== GIVEN PROBLEM ==
Copy out the stretch of items from the line containing "Where can the blue-grey" through the line containing "pixel 38 72", unchanged, and include both of those lines.

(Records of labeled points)

───

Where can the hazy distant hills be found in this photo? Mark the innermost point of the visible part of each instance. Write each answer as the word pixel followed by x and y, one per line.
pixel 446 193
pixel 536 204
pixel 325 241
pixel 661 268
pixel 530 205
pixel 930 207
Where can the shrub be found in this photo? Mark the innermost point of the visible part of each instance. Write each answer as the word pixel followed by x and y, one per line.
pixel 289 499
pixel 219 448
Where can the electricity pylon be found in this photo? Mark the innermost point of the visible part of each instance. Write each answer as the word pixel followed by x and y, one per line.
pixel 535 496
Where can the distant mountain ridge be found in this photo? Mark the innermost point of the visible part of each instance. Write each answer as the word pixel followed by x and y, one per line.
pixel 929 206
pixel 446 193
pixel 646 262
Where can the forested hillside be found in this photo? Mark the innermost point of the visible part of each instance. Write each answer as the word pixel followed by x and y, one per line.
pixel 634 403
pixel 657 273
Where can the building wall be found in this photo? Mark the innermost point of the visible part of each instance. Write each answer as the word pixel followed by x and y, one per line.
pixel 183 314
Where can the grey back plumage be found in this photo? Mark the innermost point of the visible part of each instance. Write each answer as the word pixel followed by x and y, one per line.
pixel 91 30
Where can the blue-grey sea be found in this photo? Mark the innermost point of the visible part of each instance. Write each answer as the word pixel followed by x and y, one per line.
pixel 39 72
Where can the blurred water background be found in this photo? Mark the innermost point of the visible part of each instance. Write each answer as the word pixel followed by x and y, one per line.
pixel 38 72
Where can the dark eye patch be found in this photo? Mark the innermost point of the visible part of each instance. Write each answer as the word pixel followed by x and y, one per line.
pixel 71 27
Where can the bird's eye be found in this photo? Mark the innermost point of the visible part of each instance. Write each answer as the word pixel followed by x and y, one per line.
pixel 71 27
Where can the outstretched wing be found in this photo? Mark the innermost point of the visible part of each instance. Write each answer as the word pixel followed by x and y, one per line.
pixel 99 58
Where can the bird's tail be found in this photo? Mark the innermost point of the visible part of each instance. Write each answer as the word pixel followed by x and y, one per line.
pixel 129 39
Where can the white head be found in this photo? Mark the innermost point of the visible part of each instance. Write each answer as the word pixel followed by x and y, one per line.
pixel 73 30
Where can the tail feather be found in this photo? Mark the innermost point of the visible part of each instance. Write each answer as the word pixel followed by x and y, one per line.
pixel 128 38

───

== ANSWER TO THE EXERCISE ==
Where can the blue-grey sea be found in this photo? Mark the innermost point of the visible part of each instance. Write each answer as the word pixel followed by x and y, one per line.
pixel 39 72
Where can the blurred water background be found in this photo? Mark the innermost point of the visible part of each instance. Write each answer as the word pixel followed by x and y, one per line.
pixel 38 72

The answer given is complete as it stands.